= Quoted passage =
+--

A team of international researchers has created the most extensive and intricate bird family tree ever assembled, mapping out 93 million years of evolutionary relationships among 363 bird species, covering 92% of all bird families.
This breakthrough is outlined in two complementary papers published on April 1 in Nature and the Proceedings of the National Academy of Sciences (PNAS). The updated family tree, featured in Nature, unveiled insights into the evolutionary history of birds following the catastrophic mass extinction event that eradicated the dinosaurs 66 million years ago.
Scientists observed significant increases in effective population size, substitution rates, and relative brain size in early birds, providing new understanding of the adaptive mechanisms that fueled avian diversification after this pivotal event. In the companion paper published in PNAS, researchers closely examined one branch of the new family tree and discovered that flamingos and doves are less closely related than previous genome-wide analyses had indicated.
This work is part of the Bird 10,000 Genomes (B10K) Project, a collaborative initiative led by the University of Copenhagen, Zhejiang University, and UC San Diego, with the goal of generating draft genome sequences for approximately 10,500 existing bird species.
“Our objective is to reconstruct the complete evolutionary history of all birds,” stated Siavash Mirarab, professor of electrical and computer engineering at the UC San Diego Jacobs School of Engineering, who is a co-senior author on the Nature paper and the first and co-corresponding author on the PNAS paper.

+--

= Records shown =
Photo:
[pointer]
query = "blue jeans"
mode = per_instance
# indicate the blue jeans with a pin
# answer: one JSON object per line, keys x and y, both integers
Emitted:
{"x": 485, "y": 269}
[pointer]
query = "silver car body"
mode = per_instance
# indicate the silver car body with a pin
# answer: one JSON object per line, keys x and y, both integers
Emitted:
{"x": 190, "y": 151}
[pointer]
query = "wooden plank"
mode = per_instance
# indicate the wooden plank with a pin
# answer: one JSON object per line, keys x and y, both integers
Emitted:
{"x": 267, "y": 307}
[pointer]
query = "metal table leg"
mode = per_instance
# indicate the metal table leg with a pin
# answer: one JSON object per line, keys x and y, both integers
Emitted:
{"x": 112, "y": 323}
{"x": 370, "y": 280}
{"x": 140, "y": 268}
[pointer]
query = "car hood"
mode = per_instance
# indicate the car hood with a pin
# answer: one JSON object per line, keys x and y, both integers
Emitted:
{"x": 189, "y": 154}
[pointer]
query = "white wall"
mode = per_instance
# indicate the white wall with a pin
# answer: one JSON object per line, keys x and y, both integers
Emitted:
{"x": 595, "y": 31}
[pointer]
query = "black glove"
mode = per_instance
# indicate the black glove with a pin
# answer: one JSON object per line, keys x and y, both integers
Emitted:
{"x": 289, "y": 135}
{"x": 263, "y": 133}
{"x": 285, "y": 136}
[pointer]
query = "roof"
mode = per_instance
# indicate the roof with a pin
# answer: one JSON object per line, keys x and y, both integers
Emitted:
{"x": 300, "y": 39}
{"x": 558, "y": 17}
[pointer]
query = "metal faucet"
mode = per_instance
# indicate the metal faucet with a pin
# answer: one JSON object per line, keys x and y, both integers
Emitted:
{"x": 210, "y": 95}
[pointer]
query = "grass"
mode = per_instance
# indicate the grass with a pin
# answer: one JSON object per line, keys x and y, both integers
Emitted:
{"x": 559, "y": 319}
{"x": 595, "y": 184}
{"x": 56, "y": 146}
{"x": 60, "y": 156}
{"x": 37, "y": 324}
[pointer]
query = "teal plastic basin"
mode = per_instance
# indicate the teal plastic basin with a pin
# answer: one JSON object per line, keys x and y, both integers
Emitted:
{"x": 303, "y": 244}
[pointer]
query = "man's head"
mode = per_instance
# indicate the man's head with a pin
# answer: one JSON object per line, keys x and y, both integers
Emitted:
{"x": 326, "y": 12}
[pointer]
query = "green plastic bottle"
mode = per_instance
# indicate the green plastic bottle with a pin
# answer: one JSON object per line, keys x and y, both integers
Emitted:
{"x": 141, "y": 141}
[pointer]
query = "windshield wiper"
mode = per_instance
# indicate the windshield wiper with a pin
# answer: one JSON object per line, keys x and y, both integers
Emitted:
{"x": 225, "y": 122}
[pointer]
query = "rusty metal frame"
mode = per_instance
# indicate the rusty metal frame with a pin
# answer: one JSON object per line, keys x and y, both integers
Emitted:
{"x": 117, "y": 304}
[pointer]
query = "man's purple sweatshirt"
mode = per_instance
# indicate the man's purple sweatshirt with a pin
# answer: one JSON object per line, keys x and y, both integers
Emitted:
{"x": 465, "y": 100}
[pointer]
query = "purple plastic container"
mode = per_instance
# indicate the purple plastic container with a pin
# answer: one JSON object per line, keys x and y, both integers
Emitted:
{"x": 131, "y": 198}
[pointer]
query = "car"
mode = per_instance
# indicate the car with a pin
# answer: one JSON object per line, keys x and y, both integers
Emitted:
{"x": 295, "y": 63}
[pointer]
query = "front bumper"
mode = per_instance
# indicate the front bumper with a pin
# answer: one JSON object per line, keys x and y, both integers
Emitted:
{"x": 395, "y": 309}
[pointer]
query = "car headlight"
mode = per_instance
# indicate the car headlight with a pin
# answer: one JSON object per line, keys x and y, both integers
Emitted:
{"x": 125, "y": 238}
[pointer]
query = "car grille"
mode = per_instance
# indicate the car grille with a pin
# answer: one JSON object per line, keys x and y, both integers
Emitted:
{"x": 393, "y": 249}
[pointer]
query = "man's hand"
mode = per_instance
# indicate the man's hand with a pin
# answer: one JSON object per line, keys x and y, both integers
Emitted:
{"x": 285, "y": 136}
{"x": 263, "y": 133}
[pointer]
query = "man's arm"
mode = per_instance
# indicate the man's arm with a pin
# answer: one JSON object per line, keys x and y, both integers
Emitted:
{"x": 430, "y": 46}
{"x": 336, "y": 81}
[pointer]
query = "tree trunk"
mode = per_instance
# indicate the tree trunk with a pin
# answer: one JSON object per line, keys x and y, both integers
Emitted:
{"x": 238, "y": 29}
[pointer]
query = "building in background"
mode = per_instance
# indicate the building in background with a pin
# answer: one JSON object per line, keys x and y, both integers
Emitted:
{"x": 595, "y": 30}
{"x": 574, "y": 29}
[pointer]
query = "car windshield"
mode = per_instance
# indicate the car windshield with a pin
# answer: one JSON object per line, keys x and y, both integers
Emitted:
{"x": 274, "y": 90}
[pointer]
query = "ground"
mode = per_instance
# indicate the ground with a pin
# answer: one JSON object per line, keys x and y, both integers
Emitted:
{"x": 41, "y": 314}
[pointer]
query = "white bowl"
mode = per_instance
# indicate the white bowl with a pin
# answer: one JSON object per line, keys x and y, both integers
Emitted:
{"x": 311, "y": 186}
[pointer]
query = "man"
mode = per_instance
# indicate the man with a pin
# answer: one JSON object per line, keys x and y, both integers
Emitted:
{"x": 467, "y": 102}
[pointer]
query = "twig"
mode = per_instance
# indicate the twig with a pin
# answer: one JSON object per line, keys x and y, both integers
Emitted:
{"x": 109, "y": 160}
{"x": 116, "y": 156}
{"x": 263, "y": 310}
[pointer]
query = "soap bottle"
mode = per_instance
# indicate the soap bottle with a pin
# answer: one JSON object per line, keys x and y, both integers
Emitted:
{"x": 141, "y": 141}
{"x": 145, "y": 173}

+--

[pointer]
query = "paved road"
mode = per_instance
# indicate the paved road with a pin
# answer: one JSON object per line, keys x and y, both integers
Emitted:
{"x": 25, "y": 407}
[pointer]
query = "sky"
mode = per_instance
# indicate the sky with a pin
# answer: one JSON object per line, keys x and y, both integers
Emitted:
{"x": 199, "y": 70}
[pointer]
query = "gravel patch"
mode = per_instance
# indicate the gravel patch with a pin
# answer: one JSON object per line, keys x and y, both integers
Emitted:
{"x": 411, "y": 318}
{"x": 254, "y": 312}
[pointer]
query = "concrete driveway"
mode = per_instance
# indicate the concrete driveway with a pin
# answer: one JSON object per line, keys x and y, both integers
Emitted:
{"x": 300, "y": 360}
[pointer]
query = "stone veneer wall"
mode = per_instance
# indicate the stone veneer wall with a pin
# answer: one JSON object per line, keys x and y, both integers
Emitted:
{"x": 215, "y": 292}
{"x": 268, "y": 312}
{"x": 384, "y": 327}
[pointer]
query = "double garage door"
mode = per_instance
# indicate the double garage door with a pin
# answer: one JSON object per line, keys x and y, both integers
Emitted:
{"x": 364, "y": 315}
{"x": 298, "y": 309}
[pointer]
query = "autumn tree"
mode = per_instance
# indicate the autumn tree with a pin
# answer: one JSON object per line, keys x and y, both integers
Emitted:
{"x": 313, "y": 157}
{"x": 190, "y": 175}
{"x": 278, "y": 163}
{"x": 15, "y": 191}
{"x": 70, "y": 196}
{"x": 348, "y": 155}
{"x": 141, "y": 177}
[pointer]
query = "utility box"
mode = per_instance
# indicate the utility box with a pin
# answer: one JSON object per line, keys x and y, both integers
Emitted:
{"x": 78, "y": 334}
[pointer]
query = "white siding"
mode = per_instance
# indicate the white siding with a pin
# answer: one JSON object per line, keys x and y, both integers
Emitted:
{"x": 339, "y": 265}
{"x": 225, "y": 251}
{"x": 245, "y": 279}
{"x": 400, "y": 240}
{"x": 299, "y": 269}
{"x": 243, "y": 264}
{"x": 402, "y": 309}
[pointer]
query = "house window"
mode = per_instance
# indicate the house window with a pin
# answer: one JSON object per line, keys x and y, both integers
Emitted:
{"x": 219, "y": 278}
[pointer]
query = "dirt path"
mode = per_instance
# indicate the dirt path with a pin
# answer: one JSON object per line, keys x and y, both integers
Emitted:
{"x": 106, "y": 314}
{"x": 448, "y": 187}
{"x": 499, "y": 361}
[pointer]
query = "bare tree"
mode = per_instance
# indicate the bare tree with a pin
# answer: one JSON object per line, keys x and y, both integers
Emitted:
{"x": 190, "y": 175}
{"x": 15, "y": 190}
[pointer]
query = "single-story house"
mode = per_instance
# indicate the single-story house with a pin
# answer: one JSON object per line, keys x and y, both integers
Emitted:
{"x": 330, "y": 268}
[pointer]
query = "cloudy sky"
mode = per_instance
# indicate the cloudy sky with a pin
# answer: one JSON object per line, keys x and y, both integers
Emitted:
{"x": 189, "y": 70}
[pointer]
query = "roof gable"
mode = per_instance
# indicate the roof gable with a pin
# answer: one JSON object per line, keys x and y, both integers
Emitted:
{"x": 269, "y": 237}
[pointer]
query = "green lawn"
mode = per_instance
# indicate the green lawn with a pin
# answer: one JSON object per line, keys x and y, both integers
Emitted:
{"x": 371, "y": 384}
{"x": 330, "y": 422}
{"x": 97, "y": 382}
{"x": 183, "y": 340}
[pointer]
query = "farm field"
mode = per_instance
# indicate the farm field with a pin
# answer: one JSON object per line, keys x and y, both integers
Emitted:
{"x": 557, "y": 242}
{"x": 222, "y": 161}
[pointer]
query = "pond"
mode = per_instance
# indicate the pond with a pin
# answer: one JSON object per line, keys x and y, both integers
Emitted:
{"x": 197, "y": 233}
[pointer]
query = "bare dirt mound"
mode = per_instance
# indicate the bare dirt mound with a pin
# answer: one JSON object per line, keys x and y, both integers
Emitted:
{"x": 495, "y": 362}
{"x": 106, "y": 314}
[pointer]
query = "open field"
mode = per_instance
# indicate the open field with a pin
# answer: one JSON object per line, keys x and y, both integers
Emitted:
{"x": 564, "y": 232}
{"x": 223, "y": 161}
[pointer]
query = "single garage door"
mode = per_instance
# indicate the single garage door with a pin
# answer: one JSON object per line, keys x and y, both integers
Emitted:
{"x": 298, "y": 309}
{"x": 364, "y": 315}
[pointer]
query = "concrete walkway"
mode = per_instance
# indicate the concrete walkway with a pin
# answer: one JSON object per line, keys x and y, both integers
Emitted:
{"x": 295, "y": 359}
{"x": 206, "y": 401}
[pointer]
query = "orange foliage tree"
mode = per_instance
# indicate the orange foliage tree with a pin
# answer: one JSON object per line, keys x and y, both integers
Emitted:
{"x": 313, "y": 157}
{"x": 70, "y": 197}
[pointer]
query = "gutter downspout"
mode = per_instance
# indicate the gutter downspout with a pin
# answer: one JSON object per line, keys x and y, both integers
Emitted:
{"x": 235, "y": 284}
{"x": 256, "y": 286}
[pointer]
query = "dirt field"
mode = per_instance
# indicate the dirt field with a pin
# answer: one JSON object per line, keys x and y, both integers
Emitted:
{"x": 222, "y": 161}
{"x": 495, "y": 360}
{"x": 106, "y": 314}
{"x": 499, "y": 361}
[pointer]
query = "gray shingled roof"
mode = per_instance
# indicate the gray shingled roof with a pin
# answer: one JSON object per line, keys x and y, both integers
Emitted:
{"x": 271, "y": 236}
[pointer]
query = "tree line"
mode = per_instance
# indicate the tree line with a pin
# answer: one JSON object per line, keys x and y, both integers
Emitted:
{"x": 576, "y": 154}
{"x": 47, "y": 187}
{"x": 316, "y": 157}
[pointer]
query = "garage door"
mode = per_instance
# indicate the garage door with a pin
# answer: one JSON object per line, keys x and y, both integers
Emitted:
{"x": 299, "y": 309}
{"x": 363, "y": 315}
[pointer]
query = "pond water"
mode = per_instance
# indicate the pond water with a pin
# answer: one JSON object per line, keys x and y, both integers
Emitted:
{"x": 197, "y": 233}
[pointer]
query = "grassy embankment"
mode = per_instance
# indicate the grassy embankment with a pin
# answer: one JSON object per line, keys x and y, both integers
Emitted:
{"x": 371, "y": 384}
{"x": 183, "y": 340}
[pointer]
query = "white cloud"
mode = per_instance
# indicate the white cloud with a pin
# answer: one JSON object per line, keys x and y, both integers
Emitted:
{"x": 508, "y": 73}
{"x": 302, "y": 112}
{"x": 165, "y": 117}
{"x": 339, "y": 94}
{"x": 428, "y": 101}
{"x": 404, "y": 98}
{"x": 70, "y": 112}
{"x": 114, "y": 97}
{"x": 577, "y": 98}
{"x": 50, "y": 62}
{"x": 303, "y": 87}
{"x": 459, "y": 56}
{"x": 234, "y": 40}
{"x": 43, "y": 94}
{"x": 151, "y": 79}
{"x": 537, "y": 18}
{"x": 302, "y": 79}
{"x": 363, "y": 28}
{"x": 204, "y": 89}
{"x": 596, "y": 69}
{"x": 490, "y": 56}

+--

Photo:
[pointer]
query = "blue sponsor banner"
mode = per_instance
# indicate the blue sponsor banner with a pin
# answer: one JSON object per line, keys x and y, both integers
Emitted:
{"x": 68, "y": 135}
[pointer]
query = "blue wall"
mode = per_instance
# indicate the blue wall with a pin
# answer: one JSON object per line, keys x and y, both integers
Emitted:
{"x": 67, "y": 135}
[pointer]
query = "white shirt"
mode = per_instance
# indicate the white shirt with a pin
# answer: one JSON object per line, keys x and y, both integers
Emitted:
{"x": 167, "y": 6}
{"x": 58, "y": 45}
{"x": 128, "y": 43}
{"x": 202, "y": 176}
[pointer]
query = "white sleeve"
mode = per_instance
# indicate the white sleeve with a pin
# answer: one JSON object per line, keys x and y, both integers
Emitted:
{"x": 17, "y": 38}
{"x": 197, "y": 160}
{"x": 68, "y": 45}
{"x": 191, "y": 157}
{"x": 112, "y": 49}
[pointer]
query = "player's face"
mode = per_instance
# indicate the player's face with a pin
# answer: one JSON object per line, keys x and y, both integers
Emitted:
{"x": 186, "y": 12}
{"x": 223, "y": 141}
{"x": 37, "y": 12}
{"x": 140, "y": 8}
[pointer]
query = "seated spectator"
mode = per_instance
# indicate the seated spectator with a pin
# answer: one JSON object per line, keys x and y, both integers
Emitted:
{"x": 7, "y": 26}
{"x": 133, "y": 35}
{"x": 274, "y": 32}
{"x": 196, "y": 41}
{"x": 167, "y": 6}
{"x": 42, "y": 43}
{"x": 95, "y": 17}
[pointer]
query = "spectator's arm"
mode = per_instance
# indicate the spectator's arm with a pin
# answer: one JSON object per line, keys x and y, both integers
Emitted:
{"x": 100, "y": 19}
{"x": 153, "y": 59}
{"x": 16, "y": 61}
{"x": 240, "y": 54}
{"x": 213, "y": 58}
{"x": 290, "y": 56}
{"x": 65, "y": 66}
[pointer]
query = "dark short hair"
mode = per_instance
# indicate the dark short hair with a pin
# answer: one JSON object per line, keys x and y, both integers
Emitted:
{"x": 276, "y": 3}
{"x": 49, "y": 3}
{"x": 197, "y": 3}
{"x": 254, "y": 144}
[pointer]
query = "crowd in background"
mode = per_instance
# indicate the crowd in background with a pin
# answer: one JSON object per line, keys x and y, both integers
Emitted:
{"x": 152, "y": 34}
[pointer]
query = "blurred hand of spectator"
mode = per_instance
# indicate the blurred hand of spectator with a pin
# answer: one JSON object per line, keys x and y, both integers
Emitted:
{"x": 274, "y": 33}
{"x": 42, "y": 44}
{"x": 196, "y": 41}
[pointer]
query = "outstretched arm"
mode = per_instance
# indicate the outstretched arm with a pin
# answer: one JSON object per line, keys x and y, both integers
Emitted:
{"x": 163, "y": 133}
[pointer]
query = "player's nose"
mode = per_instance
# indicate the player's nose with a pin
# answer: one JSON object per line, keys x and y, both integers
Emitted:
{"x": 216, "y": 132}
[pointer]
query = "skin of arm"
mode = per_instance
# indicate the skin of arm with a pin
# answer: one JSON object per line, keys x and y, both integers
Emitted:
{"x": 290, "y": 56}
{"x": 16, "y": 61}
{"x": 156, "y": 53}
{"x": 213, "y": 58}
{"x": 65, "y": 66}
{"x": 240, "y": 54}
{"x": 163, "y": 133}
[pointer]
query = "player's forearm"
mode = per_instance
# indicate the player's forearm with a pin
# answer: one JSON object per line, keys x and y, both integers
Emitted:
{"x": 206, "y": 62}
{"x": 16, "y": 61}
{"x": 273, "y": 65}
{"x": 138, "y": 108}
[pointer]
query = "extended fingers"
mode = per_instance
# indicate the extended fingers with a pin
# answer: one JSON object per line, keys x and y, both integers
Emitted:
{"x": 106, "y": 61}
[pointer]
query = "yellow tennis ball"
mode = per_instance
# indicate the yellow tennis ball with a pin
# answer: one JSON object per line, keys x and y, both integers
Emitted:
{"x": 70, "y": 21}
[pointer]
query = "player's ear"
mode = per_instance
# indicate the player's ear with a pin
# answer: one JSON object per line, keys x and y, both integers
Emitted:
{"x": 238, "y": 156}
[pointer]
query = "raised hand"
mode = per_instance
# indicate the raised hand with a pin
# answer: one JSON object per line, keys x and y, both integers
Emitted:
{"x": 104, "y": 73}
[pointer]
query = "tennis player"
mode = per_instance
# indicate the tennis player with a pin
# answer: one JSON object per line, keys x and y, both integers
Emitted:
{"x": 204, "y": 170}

+--

= What you should do =
Copy the passage on the bird family tree word for word, starting at "This breakthrough is" and ending after "analyses had indicated.". You can ignore the rows entirely.

= Answer for this exercise =
This breakthrough is outlined in two complementary papers published on April 1 in Nature and the Proceedings of the National Academy of Sciences (PNAS). The updated family tree, featured in Nature, unveiled insights into the evolutionary history of birds following the catastrophic mass extinction event that eradicated the dinosaurs 66 million years ago.
Scientists observed significant increases in effective population size, substitution rates, and relative brain size in early birds, providing new understanding of the adaptive mechanisms that fueled avian diversification after this pivotal event. In the companion paper published in PNAS, researchers closely examined one branch of the new family tree and discovered that flamingos and doves are less closely related than previous genome-wide analyses had indicated.